• _Given instruction 1_
Print the part of the poetry interview from "In your poem" to "in your writing?", copying it word for word.

— START Source extract —

In your poem “Harem Trousers,” you write that “A poem dreams of being written / without the pronoun ‘I’.” This pronoun has certainly been contended in contemporary poetry. Sometimes your poems seem to begin by locating the personal and conclude by displacing it. How do you view the “I” in poetry? How do you handle your personal life in your writing?

I think poetry (or poems, the actual writing of them, sometimes the reading of them) frees up something nothing else can reach for–during the time of it you become beyond death or fear it less, you incorporate its inevitability into the now and present moment, you don’t look forward to it but you resist it less as a no-choice pathway. Poems (or, my poems) weave in and out of this pattern the colour and taste of the sensory experience we are, as it were, trapped in and release from it through words that undo themselves into wordlessness. I was reading, there is no such thing as silence, but people try to create it through concentration without machines. The use of machines to write poetry  is easy but maybe it was better when we only had stones or slates to carve on. My personal life is in every poem since I wrote it at certain parameters of my time, say a week in June, say a morning in October, say at a particular stage, after a child, after a death. But to be too exactly personal is diary or journal and not memorable. There is no poetry in I am sitting here it is cold, you need a worked-on, new narrative to explore back and forward , the past, the undetermined future–I suppose really time stops or you can control its passing as you control breath in Yoga.

In a video interview you did with Donald Givans, you said “I don’t think poems can always be wonderful. You can put in poems that obviously aren’t all that brilliant and people will like to read those anyway because people are human.” How do you see the value of poetry, especially in the “minor” poems? And how do you know when you’ve written a really great poem?

— END Source extract —

• _Given instruction 2_
Arrange the lines of the entries below as a numbered list, from the line with "Expected: one point per instance of the bare foot, reported" through the final line of the entries, leaving out any blank lines.

— START Information supplied —

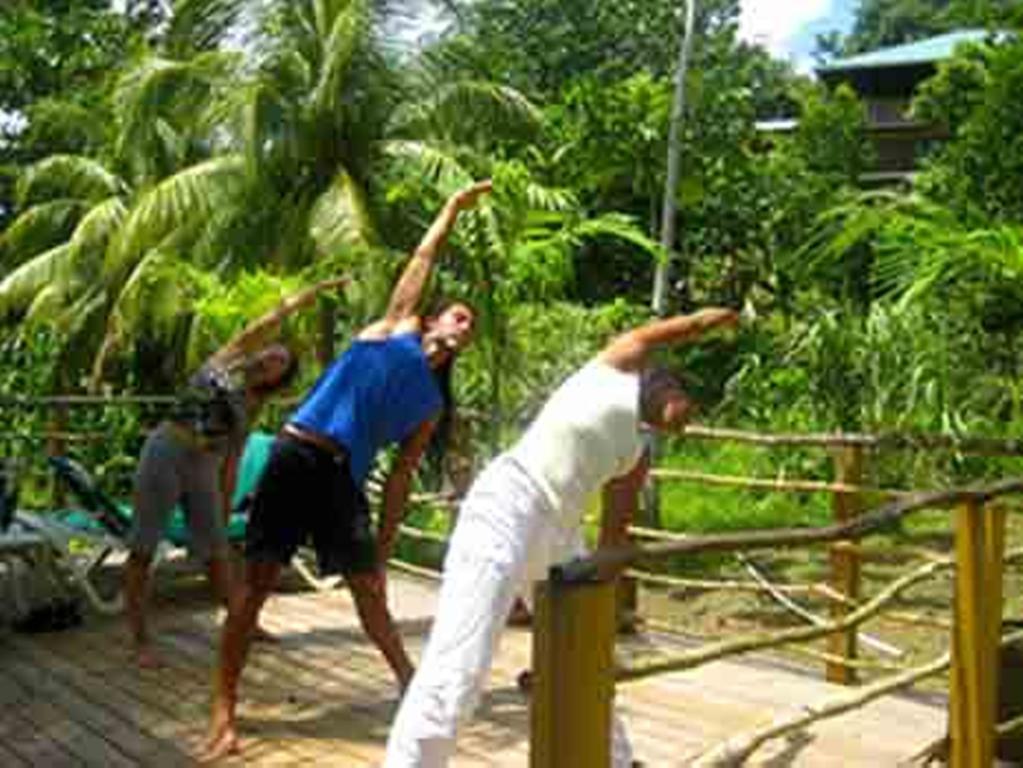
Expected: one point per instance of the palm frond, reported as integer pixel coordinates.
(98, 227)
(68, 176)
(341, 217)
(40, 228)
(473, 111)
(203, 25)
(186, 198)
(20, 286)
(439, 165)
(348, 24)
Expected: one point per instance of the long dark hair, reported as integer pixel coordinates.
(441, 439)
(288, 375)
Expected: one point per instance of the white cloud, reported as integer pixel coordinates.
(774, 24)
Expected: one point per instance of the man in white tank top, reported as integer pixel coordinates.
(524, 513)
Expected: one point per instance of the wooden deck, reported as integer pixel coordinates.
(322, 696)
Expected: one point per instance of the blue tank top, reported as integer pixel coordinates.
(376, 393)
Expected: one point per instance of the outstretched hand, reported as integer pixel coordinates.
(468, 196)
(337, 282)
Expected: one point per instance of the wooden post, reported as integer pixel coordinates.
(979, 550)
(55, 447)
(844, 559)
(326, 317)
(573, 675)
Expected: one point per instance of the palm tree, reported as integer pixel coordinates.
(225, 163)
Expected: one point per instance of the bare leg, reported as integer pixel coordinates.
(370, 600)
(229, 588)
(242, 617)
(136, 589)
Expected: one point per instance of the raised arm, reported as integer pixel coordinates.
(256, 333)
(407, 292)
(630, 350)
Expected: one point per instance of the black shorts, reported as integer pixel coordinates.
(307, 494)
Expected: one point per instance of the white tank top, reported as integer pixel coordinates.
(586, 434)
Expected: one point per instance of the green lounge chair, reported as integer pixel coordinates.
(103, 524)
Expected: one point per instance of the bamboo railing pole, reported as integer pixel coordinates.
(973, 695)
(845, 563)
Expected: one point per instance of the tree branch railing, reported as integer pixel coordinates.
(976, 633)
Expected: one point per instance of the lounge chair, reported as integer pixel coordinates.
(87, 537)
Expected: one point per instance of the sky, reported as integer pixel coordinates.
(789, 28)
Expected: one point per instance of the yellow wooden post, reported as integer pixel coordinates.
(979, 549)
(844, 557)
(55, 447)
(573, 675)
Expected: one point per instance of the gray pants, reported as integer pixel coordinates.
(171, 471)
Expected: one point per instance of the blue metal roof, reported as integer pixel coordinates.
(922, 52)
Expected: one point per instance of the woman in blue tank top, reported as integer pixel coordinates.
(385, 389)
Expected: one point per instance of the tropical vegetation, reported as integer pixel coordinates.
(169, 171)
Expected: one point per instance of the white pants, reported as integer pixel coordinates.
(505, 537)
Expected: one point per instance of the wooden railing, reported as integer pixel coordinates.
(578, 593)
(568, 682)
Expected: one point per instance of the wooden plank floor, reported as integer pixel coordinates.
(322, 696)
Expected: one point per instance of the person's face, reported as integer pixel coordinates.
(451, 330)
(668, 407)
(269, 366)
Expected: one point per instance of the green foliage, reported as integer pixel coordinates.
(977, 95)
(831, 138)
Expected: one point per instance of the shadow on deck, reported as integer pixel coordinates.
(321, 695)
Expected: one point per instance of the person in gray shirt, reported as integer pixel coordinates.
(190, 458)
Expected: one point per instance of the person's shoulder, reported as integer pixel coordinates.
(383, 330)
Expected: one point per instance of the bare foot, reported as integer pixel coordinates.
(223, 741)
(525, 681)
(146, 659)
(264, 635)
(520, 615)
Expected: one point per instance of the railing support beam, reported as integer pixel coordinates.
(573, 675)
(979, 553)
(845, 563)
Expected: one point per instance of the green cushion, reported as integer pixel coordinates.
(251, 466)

— END Information supplied —

• _Full output 1_
In your poem “Harem Trousers,” you write that “A poem dreams of being written / without the pronoun ‘I’.” This pronoun has certainly been contended in contemporary poetry. Sometimes your poems seem to begin by locating the personal and conclude by displacing it. How do you view the “I” in poetry? How do you handle your personal life in your writing?

• _Full output 2_
1. Expected: one point per instance of the bare foot, reported as integer pixel coordinates.
2. (223, 741)
3. (525, 681)
4. (146, 659)
5. (264, 635)
6. (520, 615)
7. Expected: one point per instance of the railing support beam, reported as integer pixel coordinates.
8. (573, 675)
9. (979, 553)
10. (845, 563)
11. Expected: one point per instance of the green cushion, reported as integer pixel coordinates.
12. (251, 466)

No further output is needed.